[Provided passage]:
§ §
Impaired cerebrovascular hemodynamics are associated with cerebral white matter damage

Abstract

White matter hyperintensities (WMH) in elderly individuals with vascular diseases are presumed to be due to ischemic small vessel diseases; however, their etiology is unknown. We examined the cross-sectional relationship between cerebrovascular hemodynamics and white matter structural integrity in elderly individuals with vascular risk factors. White matter hyperintensity volumes, fractional anisotropy (FA), and mean diffusivity (MD) were obtained from MRI in 48 subjects (75±7years). Pulsatility index (PI) and dynamic cerebral autoregulation (dCA) was assessed using transcranial Doppler ultrasound of the middle cerebral artery. Dynamic cerebral autoregulation was calculated from transfer function analysis (phase and gain) of spontaneous blood pressure and flow velocity oscillations in the low (LF, 0.03 to 0.15 Hz) and high (HF, 0.16 to 0.5 Hz) frequency ranges. Higher PI was associated with greater WMH (P<0.005). Higher phase across all frequency ranges was associated with greater FA and lower MD (P<0.005). Lower gain was associated with higher FA in the LF range (P=0.001). These relationships between phase and FA were significant in the territories limited to the middle cerebral artery as well as across the entire brain. Our results show a strong relationship between impaired cerebrovascular hemodynamics (PI and dCA) and loss of cerebral white matter structural integrity (WMH and DTI metrics) in elderly individuals.

Figures

Figure 1

Distribution and frequency of white matter hyperintensities (WMH). The figure visually illustrates the distribution and frequency of WMH obtained from brain images of all subjects. The map was obtained after normalization of all the individual WMH maps to a common space (a reference brain described previously). The WMH frequency map (color) is shown overlaid onto a reference brain (gray scale). The colors represent the percentage (%) of subjects with WMH at a given anatomic location. The color code is illustrated by the color bar on the right. Panels show four different levels (slices), each 10 mm apart in axial view (left to right: more superior parts of the brain). Top and bottom of figure correspond to anterior and posterior of the brain, respectively. The results show a predominantly periventricular distribution of the WMH, especially around the anterior and posterior horns of the ventricles. In some cases, WMH is also present in deep white matter areas.
§ §
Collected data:
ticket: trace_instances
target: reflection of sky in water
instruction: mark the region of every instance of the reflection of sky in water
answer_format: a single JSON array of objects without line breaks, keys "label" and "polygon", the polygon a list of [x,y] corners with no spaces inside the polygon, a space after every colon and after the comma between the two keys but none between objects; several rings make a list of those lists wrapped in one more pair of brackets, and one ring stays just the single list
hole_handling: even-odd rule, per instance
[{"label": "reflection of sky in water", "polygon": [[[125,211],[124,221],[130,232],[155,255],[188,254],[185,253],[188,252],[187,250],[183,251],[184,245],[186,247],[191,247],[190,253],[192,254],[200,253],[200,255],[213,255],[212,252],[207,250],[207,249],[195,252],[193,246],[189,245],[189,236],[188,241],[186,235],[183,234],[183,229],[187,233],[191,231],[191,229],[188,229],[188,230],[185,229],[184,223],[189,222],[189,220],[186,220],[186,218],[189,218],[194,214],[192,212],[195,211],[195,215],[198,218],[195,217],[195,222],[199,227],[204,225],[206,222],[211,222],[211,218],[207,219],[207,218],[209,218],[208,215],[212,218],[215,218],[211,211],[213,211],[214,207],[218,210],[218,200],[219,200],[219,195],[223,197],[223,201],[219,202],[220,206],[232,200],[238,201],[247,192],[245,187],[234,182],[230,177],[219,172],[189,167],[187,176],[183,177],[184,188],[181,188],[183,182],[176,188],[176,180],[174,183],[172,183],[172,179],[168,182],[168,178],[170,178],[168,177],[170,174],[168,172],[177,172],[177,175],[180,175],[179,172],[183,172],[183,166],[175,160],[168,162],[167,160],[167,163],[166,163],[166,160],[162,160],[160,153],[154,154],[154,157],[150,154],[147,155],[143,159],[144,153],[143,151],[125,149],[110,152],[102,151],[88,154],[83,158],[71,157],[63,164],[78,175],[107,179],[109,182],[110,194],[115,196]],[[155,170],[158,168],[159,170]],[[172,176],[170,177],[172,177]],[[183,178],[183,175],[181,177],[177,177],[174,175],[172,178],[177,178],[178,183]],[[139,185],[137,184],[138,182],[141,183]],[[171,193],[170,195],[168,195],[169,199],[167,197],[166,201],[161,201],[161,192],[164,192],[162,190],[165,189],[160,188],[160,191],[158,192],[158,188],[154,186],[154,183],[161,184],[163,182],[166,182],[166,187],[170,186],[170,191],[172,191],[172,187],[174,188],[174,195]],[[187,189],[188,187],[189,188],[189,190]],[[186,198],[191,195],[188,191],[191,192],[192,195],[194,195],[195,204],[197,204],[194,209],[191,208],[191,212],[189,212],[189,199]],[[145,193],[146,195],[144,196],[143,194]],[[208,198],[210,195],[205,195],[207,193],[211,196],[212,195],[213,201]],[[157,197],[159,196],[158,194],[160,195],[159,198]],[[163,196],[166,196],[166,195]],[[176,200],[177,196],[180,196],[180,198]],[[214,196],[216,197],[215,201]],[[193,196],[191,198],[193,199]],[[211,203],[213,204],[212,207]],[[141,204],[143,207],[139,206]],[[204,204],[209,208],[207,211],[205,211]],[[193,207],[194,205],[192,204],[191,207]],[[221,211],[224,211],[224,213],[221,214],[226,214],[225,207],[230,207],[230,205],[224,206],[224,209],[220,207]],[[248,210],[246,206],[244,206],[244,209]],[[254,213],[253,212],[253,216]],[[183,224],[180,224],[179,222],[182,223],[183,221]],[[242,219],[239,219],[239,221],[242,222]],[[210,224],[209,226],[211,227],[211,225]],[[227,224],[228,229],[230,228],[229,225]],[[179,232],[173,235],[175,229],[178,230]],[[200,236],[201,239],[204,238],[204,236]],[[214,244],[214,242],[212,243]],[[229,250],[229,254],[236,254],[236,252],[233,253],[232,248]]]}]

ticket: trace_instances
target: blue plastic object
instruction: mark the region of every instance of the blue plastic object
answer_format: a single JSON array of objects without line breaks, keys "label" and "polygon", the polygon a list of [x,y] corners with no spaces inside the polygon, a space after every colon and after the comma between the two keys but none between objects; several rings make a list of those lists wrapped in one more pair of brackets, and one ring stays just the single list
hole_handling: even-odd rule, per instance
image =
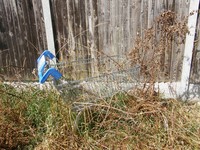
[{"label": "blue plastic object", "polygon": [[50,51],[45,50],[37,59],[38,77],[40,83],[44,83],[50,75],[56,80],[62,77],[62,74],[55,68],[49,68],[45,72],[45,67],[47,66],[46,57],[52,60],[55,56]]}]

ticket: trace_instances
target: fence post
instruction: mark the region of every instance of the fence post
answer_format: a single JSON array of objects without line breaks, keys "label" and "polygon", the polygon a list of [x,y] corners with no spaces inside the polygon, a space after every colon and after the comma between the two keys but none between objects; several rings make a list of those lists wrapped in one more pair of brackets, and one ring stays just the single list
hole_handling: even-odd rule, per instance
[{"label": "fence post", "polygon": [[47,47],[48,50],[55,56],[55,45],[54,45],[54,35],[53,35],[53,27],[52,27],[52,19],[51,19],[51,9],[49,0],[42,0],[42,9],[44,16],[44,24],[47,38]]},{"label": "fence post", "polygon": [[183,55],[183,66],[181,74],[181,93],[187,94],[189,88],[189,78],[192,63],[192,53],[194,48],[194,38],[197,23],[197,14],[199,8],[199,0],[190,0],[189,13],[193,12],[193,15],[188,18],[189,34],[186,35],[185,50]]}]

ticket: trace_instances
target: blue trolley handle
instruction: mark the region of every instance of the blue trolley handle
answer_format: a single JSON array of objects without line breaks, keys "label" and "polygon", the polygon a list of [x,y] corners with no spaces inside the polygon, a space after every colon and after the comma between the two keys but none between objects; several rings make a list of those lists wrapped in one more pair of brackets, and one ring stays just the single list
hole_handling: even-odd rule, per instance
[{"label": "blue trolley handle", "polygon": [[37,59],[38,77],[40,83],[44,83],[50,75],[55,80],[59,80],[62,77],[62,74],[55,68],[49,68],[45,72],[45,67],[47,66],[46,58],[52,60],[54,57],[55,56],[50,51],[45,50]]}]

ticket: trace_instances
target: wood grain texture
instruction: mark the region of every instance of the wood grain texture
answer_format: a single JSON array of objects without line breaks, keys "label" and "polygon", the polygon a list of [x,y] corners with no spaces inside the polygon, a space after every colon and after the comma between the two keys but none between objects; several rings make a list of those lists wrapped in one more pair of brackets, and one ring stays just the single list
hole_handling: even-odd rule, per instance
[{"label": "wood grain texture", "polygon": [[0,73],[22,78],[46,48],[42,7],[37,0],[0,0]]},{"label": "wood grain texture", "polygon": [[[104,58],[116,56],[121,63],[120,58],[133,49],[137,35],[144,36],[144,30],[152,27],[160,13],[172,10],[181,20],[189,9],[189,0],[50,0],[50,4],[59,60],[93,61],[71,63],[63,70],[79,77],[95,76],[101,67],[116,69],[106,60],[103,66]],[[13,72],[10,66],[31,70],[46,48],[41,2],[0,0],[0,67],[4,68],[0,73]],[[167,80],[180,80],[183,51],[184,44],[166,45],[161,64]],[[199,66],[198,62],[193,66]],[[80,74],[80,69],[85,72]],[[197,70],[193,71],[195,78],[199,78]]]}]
§ §
[Activity 1]: List every abbreviation that the white matter study defines in parentheses, each with its full term.
[Activity 2]: In the white matter study, how many subjects had measures obtained from MRI?
[Activity 3]: Extend the white matter study past its final sentence.
This material is separate from the white matter study.

[Final answer 1]:
WMH: white matter hyperintensities
FA: fractional anisotropy
MD: mean diffusivity
PI: pulsatility index
dCA: dynamic cerebral autoregulation
LF: low frequency
HF: high frequency

[Final answer 2]: 48 subjects.

[Final answer 3]:
Figure 2

Relationship between dynamic cerebral autoregulation and fractional anisotropy (FA) and mean diffusivity (MD) in normal-appearing white matter. Transfer function phase and gain are plotted across the frequency spectrum of 0 to 0.5 Hz in subjects with low and high (divided at the median) fractional anisotropy (FA, median=0.395, range=0.319 to 0.478) and mean diffusivity (MD, median=0.814, range=0.716 to 1.061) in regions of normal-appearing white matter. Solid blue and dashed red lines indicate mean phase and gain across the frequency range for high and low FA and MD, respectively, and the shaded regions are standard error of the mean (s.e.m.). Low FA and high MD represent lower white matter structural integrity and lower phase and higher gain values indicate less effective dynamic cerebral autoregulation.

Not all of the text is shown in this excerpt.